Fidel Herráez Vegas (Arzobispo de Burgos)
Siguiendo el calendario litúrgico, nos encontraremos la próxima semana con una fiesta que como tal no está señalada en rojo, pero que para nosotros es una fiesta especial. Es la fiesta de nuestra gran Santa castellana, Teresa de Jesús. Por eso, hoy quiero acercarme a ella para traerla al momento presente y compartir con vosotros, aunque sea brevemente, alguna reflexión.

▸ Trabajo con el texto:
a: Enumera todos los verbos en infinitivo que aparecen en el texto sobre Teresa de Jesús, con los pronombres que lleven unidos.
b: Copia el pasaje del texto sobre Teresa de Jesús que empieza en las palabras "Fidel Herráez Vegas" y termina tras "brevemente, alguna reflexión.".
c: Escribe cómo sigue el texto sobre Teresa de Jesús a partir de su última frase.

▸ Material de origen:
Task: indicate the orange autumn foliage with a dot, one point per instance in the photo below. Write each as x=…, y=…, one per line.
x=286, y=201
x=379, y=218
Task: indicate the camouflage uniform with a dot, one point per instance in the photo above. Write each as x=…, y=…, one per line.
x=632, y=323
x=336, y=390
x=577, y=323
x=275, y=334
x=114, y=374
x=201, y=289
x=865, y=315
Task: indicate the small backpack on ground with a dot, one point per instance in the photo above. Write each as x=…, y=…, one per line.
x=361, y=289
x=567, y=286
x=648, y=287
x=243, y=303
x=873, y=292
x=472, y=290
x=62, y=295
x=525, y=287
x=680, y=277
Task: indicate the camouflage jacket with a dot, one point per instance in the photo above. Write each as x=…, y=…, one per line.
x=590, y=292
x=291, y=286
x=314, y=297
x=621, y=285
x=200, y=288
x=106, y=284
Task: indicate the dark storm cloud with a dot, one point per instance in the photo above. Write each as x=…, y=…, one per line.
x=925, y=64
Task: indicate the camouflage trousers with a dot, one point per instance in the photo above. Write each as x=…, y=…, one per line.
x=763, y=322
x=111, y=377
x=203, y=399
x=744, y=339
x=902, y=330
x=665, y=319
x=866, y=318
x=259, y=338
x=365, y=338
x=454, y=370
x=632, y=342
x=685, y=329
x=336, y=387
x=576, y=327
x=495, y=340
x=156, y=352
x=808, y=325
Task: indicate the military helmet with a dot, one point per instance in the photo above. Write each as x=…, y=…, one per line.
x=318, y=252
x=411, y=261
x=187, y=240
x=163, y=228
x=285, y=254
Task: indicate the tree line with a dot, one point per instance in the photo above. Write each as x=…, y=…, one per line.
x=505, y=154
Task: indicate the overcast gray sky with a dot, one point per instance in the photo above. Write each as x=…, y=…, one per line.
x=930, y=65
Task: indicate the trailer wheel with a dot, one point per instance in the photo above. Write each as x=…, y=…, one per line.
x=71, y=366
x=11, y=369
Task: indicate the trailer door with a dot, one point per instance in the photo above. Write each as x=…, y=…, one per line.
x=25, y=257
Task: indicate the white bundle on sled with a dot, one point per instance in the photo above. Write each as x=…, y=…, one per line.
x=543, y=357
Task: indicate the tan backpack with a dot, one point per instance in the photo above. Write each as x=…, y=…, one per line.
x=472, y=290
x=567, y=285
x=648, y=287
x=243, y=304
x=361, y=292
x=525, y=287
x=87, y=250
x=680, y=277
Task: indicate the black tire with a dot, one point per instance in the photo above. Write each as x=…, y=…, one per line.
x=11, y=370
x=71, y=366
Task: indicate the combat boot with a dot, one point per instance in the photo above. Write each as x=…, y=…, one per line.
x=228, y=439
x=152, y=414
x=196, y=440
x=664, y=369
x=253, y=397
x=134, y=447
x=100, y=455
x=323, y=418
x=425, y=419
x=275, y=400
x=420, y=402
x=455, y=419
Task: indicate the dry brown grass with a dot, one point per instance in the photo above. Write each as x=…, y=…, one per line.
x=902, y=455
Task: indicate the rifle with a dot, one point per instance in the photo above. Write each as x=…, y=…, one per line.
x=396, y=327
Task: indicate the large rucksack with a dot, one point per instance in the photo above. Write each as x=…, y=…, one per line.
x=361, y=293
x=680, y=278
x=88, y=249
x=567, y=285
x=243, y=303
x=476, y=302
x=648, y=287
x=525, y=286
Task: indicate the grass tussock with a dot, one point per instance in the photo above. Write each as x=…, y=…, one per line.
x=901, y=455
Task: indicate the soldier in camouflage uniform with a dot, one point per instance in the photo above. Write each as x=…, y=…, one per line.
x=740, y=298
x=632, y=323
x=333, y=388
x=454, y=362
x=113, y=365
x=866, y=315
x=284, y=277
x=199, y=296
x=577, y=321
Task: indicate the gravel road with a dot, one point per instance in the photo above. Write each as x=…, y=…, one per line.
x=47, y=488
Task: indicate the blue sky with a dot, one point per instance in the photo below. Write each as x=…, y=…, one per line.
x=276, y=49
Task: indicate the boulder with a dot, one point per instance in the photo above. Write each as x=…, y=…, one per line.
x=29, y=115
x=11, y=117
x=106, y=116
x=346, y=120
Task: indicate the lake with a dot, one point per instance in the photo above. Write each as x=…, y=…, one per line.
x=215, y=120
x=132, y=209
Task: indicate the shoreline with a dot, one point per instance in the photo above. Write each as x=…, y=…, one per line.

▸ Soluciones:
a: acercarme, traerla, compartir

b:
Fidel Herráez Vegas (Arzobispo de Burgos)
Siguiendo el calendario litúrgico, nos encontraremos la próxima semana con una fiesta que como tal no está señalada en rojo, pero que para nosotros es una fiesta especial. Es la fiesta de nuestra gran Santa castellana, Teresa de Jesús. Por eso, hoy quiero acercarme a ella para traerla al momento presente y compartir con vosotros, aunque sea brevemente, alguna reflexión.

c:
Nació en Ávila, como sabéis, el 28 de marzo de 1515 y murió en Alba de Tormes (Salamanca) el 4 de octubre de 1582. Quiero recordar que en esta querida ciudad de Burgos realizó su última fundación (1582). Hay un texto en el libro de las Fundaciones (31,11) donde la Santa relata que estaba encomendando lo de Burgos al Señor porque siendo un sitio frío, y los fríos tan contrarios a sus enfermedades, ir allí le parecía una temeridad. Entonces le dijo el Señor estas palabras: «No hagas caso de esos fríos, que Yo soy la verdadera calor. El demonio pone todas sus fuerzas por impedir aquella fundación; ponlas tú de mi parte porque se haga, y no dejes de ir en persona, que se hará gran provecho». Y Santa Teresa vino a Burgos; y tuvimos la suerte de tener aquí uno de sus conventos, para gloria de Dios y provecho de los burgaleses como le dijo el Señor.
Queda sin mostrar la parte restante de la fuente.